**DATA FOR THIS EXERCISE:**
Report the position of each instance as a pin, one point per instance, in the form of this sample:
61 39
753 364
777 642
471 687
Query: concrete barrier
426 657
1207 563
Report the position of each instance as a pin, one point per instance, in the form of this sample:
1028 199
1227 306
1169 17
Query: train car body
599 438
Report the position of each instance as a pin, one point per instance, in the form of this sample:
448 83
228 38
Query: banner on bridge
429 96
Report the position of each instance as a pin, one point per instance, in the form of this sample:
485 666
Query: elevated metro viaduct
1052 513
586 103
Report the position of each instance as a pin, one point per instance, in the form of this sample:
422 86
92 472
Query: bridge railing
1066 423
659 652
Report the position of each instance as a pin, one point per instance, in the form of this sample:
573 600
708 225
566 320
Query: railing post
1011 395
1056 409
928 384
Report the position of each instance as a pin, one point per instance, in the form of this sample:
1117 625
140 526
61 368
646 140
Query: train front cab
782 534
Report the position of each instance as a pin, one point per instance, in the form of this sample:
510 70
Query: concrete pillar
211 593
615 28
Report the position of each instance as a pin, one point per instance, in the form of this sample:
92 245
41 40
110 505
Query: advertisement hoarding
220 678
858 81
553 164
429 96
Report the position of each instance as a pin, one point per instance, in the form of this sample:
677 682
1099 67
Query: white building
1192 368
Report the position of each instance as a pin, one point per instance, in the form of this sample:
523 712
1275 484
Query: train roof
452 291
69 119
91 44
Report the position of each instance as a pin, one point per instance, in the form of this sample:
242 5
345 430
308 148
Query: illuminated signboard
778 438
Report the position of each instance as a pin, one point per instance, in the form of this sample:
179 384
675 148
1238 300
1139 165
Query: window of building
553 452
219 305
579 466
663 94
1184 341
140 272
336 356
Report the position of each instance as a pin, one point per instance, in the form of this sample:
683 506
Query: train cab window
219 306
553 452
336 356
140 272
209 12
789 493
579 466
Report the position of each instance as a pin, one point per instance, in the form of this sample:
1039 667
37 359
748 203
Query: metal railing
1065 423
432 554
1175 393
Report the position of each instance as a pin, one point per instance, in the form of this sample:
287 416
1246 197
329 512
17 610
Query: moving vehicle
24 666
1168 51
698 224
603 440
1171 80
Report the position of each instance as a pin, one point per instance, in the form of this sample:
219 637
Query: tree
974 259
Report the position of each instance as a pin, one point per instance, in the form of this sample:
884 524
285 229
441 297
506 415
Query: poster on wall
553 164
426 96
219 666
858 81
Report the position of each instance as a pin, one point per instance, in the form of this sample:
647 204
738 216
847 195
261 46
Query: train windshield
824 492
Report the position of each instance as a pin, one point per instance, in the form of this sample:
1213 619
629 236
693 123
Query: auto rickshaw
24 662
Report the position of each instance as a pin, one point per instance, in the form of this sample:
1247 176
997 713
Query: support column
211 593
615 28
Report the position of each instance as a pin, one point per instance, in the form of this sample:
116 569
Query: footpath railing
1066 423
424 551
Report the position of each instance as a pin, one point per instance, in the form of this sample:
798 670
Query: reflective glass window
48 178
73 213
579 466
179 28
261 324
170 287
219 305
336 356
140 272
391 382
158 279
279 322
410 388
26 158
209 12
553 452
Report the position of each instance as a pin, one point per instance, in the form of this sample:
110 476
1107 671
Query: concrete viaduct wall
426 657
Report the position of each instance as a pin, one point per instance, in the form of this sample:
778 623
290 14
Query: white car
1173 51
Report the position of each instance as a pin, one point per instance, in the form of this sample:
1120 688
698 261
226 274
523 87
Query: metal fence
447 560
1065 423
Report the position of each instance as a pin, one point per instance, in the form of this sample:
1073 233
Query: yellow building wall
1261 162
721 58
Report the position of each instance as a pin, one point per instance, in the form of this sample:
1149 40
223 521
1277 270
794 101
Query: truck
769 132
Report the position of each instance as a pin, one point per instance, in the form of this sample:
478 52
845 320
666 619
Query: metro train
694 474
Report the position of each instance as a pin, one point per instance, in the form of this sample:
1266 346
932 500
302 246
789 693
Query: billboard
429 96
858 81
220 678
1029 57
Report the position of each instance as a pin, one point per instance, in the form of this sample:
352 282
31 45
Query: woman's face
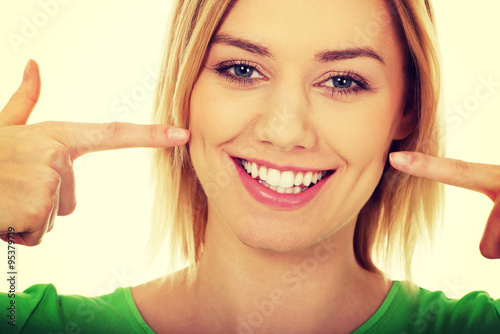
296 89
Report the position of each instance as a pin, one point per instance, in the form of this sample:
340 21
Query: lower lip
274 199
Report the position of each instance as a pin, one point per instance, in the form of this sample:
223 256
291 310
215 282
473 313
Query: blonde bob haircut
401 211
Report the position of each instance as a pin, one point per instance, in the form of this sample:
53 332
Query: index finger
483 178
83 138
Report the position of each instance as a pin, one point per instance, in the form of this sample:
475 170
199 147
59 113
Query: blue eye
341 82
242 71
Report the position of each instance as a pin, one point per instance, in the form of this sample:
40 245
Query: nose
286 120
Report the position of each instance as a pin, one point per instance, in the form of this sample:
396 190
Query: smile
284 188
283 182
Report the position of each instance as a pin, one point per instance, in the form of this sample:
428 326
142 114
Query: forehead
308 26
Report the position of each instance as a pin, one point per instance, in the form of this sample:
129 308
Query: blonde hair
399 211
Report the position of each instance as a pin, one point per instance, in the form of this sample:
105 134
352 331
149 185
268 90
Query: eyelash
222 70
361 84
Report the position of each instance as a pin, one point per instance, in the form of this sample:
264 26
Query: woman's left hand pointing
482 178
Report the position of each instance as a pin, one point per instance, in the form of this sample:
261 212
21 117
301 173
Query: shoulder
424 311
166 304
41 309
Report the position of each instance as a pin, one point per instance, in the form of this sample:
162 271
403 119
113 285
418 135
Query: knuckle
51 179
35 242
59 157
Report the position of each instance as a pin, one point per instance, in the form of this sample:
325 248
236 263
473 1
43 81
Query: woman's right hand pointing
37 181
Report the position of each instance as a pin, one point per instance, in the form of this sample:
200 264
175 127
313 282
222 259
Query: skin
250 248
254 252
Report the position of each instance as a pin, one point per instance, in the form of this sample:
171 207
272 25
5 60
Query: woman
284 109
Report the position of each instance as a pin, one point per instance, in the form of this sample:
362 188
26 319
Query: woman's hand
37 181
478 177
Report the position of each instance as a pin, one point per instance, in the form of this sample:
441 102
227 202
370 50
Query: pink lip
283 168
271 198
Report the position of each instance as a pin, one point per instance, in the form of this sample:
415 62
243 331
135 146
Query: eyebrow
242 44
323 56
333 55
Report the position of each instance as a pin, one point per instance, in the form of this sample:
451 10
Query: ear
407 124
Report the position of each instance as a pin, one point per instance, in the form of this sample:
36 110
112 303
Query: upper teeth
283 179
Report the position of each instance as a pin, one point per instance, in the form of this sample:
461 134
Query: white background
94 53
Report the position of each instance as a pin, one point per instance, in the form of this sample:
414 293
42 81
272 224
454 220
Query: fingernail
400 158
177 134
26 74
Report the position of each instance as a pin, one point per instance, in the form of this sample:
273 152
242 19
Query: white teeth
287 182
307 179
314 178
255 171
273 177
298 179
286 179
263 173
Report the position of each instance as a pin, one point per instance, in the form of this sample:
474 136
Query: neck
307 291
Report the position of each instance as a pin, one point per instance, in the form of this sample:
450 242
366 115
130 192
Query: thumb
21 104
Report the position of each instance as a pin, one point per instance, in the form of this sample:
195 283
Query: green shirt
39 309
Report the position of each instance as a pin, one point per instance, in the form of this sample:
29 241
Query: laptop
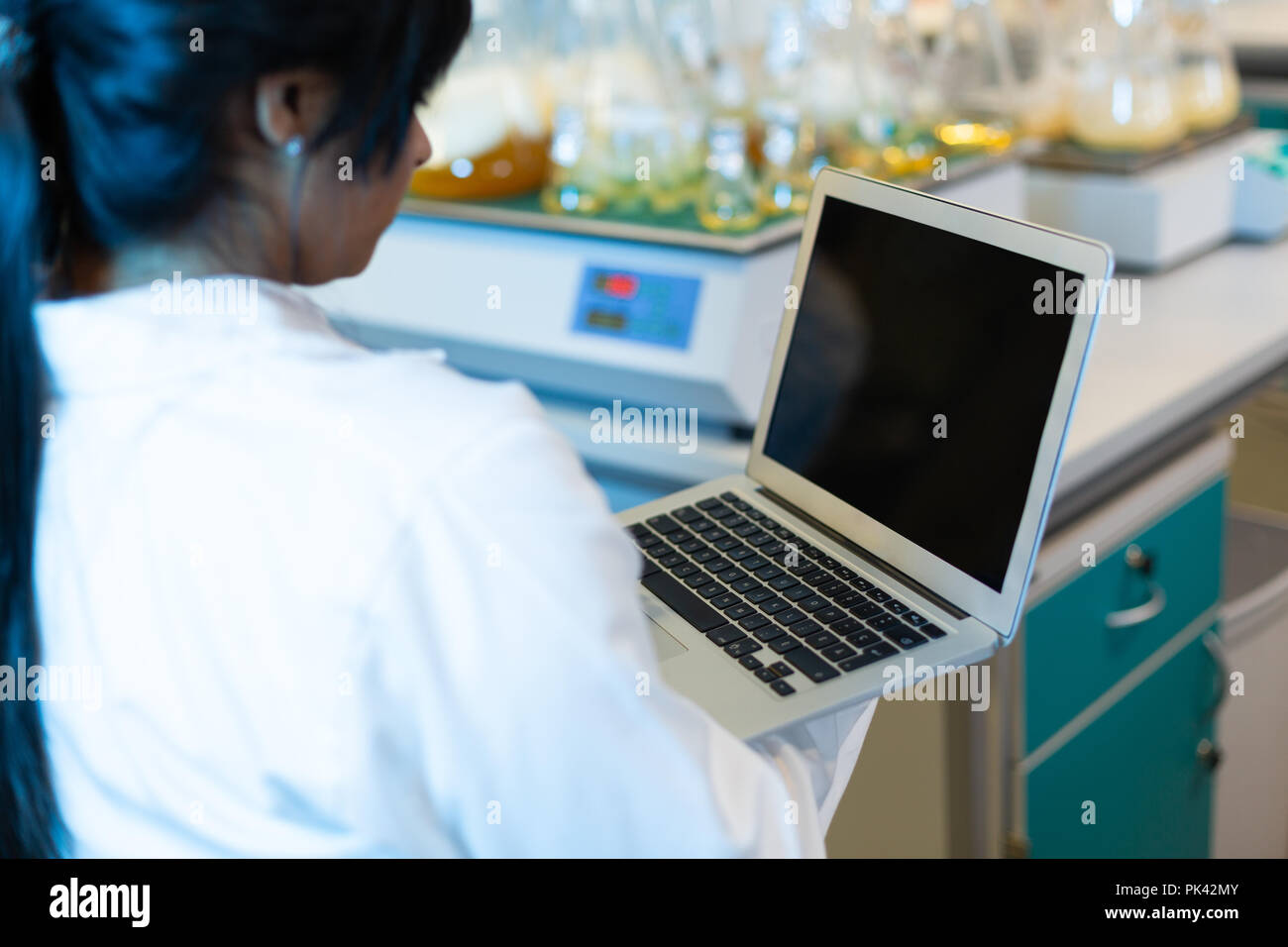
902 468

**DO THIS:**
Reproduce the whole listing above word for word, but not its pictures.

**COMPLETED EXERCISE:**
Report the position of each instance as a pin, one point per instance, in the form of this sample:
61 39
753 364
777 642
471 687
Query: concrete barrier
426 657
1207 563
Report the position of each instance as a pin, one point per instance, in the form of this sample:
1028 199
1227 306
1169 17
Query: train car body
599 438
Report the position of each instance as a pin, one point per instance, in the form of this sample:
448 83
228 38
Query: banner on bridge
429 96
Report the position of each instance as a pin, one point per instance, in the form of this sample:
485 666
Query: elevated metro viaduct
1052 513
586 103
Report the position of each instance as a pin, one point per instance, in the form of this sample:
422 86
92 472
Query: bridge railing
1066 423
659 652
Report the position of each instance as a pin, one point per instance, in the form of this sample:
573 600
708 225
566 320
Query: railing post
1011 395
1056 409
928 384
Report the position of each instance as a pin, one point per instance, in the form of this sample:
1117 625
140 526
61 368
646 140
Query: train front cab
782 534
Report the position of each instance as a pin, one point per instance, in the form of this sample:
510 70
Query: concrete pillar
211 593
615 28
Report the position of each instance as a pin, one point per instance, in the form of this sample:
92 245
41 40
110 505
Query: advertisement hoarding
220 678
858 81
553 164
429 96
Report the position of each instance as a pin, one point per instance, in the form of this sample:
677 682
1099 67
Query: white building
1192 368
Report the position of each instance as a pin, one point per instance, in the form of this sample:
523 712
1275 484
Query: train roof
452 291
69 119
91 44
Report the position of each instance as a pin, one point per instance, in the form of this sample:
242 5
345 430
308 148
Query: illuminated signboard
778 438
Report the position of each instance as a pin, one point per instance, in the form of this sample:
179 384
675 148
1238 300
1139 165
Query: window of building
553 452
219 305
579 466
663 94
1184 341
140 272
336 356
Report the position of each instance as a pin, one point per instance, in the form of this sample:
683 506
Query: train cab window
219 306
553 452
336 356
140 272
209 12
789 493
579 466
Report the position of each instance as a pin, one point per instance, in the form of this sample:
1039 667
37 359
748 203
Query: metal railing
1065 423
432 554
1175 393
Report the position of each instance as a pin, one point per instance, in the form of this sample:
287 416
1246 197
329 512
17 610
Query: moving vehicle
24 666
1168 51
698 224
603 440
1171 80
Report the position of each instance as a pin, one point per instance, in the form of this sample:
219 637
Query: tree
974 259
Report the position of each instance as a pin, one point per instance, in the form of this sample:
884 524
285 229
441 297
506 415
Query: poster on wall
553 164
426 96
219 666
858 81
Report the position of each instance as a pin, one point per instance, in the form of this sample:
647 204
738 216
847 195
261 46
Query: train windshield
824 492
Report the position of each instance as a pin, one point per instance, in the form of this sample:
1213 619
629 236
693 123
Query: auto rickshaw
24 662
Report the position of each instance as a pin, one point per instance, in the form of this sample:
1247 176
997 713
Query: support column
211 593
615 28
Report the position of each instance as a pin, one point per instance, in the form of this sample:
116 569
Query: footpath railing
1066 423
424 551
Report the position of each instance as a pin, one point per instance, in the form of this sample:
798 670
Query: reflective glass window
48 178
73 213
579 466
179 28
261 324
170 287
219 305
336 356
140 272
391 382
158 279
279 322
410 388
26 158
209 12
553 452
Report the position of each instance as a pin, one point per instance, in the form of this sample:
110 476
1107 671
Query: concrete viaduct wall
426 657
Report the position of each instance as a pin, one point per instance, in the form of this sample:
778 623
290 14
Query: white car
1173 51
Report the position of each instance as a pin, one point per instance, in the form of this sample:
1120 688
698 261
226 274
523 87
Query: metal fence
447 560
1065 423
Report the position of each instance as a pin, one point per instance, in the form of this sample:
1073 233
Query: yellow building wall
1261 162
721 58
Report the position of each instance as a pin, one point per instance, in the form of this sample:
1149 40
223 521
1277 270
794 101
Query: truck
769 132
Report the position of each instance as a pin, one point per instance, in the form of this sample:
478 52
845 320
666 619
Query: metro train
694 474
Report the position of each instance as a pin, one point per instance, in the form of this sample:
1266 346
932 500
302 246
789 693
Query: billboard
429 96
858 81
220 678
1029 57
Report the position of each instance as a pin, one point per instance, in the form of this sample:
352 282
31 45
Query: woman's face
296 89
Report the position of each instance as a pin, one point per instance, in the form of this sample:
340 21
Query: lower lip
274 199
Report the position of each instance as a pin, one point per instance, in the form of this sample:
223 256
291 310
215 282
473 313
Query: blonde bob haircut
401 211
Report the position of each instance as a pin, one point per instance, in the form of this sample:
53 332
Query: index finger
483 178
83 138
Report the position of each instance as a pin, one point per instance, in the form of this sample:
475 170
199 147
59 113
Query: blue eye
341 82
242 71
Report the position of each instance as a pin, one point per instance, in the form of this sample:
40 245
Query: nose
286 120
Report the position of each instance as a pin, one point per instance, in the form of this sample:
396 190
Query: smile
284 188
283 182
Report the position of each instance as a pin, one point per instance, in the form of this sample:
428 326
142 114
Query: forehead
308 26
Report the position of each instance as a pin, one point per instance, in the form of this sample:
129 308
Query: blonde hair
399 211
Report the position of each instance as a pin, one point per instance, in the form of this sample:
105 134
352 331
149 185
268 90
Query: eyelash
222 70
361 84
Report the position of each instance as a pin, one point per instance, in the form of this sample:
264 26
Query: woman's left hand pointing
482 178
Report the position of each instance as a pin, one point per instance, in the form of this sample:
261 212
21 117
301 173
Query: shoulder
424 311
166 304
41 309
Report the position of each instance as a pin, one point per instance, in the form of this sample:
162 271
403 119
113 285
418 135
Query: knuckle
51 179
35 242
59 157
Report the position of each instance as a pin, one point per instance, in the form of this sample:
325 248
236 263
473 1
43 81
Query: woman's right hand pointing
37 181
Report the position of each instance as a pin, one point per instance, in the form of this sample:
200 264
175 127
313 282
222 259
Query: skin
250 248
254 252
Report the position of each instance as a pin, one point per instance, in the form of this sample:
171 207
272 25
5 60
Query: woman
284 109
Report the position of each instance as a pin, one point per instance, in the form of this sample:
362 188
26 319
Query: woman's hand
37 181
478 177
Report the position of each instance as a pin, one point per instance, in the form of this sample:
441 102
227 202
370 50
Query: pink lip
283 168
271 198
Report the position of each instance as a pin, one point per instance, in the form of this sample:
415 62
243 331
135 146
Query: eyebrow
242 44
323 56
333 55
Report the position of each instance as a pin, one point per instance, in the form of this sample:
451 10
Query: ear
407 124
Report the position of each instance as a pin, one point per instance, in the form of this sample:
36 110
112 303
Query: upper teeth
283 179
Report the position of each instance as a pin, one point per instance, in the form of this sample:
461 134
Query: white background
94 53
Report the position of each instance as a pin, one point per instance, in the form of this sample:
414 293
42 81
272 224
454 220
Query: fingernail
400 158
177 134
26 74
Report the position of each instance as a pin, one point per instance, in the form of this sample:
273 152
242 19
Query: white teeth
287 182
307 179
314 178
255 171
273 177
298 179
286 179
263 173
Report the position of each instance as a pin, one point per instance, in the form of this sample:
474 136
Query: neck
307 291
Report the position of each instance as a pin, one point per instance, in the form of this sample:
450 242
366 115
130 192
Query: thumb
21 104
Report the position of each instance as a pin, one point per instance, in the form of this sample:
195 283
Query: green shirt
39 309
Report the position of each instance as a pin, one point per instance, in the form of this sample:
29 241
Query: laptop
902 468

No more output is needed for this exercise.